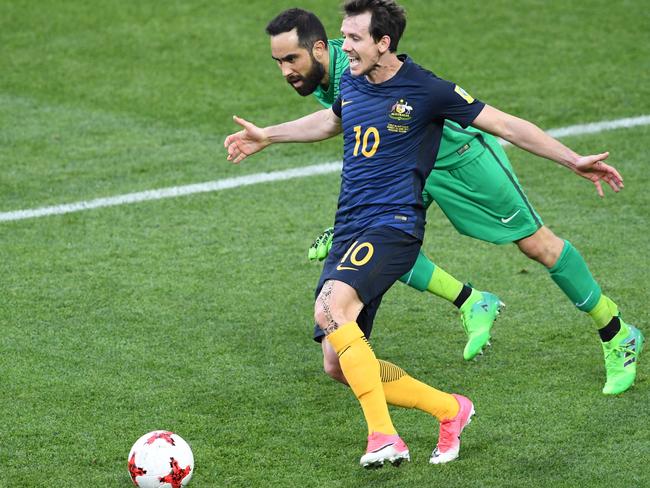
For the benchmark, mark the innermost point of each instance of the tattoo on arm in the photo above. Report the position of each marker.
(324, 297)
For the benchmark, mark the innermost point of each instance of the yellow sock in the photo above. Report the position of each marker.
(402, 390)
(361, 369)
(603, 312)
(444, 285)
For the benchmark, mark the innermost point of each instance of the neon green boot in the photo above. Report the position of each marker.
(478, 317)
(621, 357)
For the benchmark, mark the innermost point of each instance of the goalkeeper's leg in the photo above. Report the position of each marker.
(478, 309)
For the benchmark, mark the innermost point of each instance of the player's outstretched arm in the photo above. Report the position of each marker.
(251, 139)
(531, 138)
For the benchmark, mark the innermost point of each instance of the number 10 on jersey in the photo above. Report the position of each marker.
(370, 131)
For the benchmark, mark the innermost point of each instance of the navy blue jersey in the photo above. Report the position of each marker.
(391, 134)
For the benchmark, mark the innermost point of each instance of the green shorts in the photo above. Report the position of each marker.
(483, 198)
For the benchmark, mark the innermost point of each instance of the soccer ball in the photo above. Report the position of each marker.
(161, 459)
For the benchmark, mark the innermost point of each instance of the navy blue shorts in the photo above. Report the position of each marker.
(370, 263)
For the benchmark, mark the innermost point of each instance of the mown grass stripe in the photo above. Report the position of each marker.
(253, 179)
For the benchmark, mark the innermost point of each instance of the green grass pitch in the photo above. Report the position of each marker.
(194, 314)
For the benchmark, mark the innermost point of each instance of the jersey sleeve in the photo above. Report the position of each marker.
(336, 107)
(456, 104)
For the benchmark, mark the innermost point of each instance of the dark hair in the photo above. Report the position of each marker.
(309, 27)
(388, 18)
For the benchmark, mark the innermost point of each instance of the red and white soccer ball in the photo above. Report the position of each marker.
(161, 459)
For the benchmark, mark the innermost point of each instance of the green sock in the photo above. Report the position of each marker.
(603, 312)
(426, 276)
(573, 277)
(420, 274)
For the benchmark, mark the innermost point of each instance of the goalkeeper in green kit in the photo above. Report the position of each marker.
(475, 186)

.....

EXERCISE.
Please rewrite the part of the data above that opens with the line containing "the green sock" and runs through the end of the data, with the request lines kept. Shift every coordinate in the answers by adding -99 to each number.

ANSWER TO THIS EXERCISE.
For the benchmark, mark the innermost point of each instance of the green sock in the photo above. Report the position of each marker.
(504, 213)
(327, 177)
(474, 178)
(321, 175)
For the benchmark, mark the innermost point of each instance of the goalkeeper in green kit in the photo above. Report the position of each marker.
(376, 87)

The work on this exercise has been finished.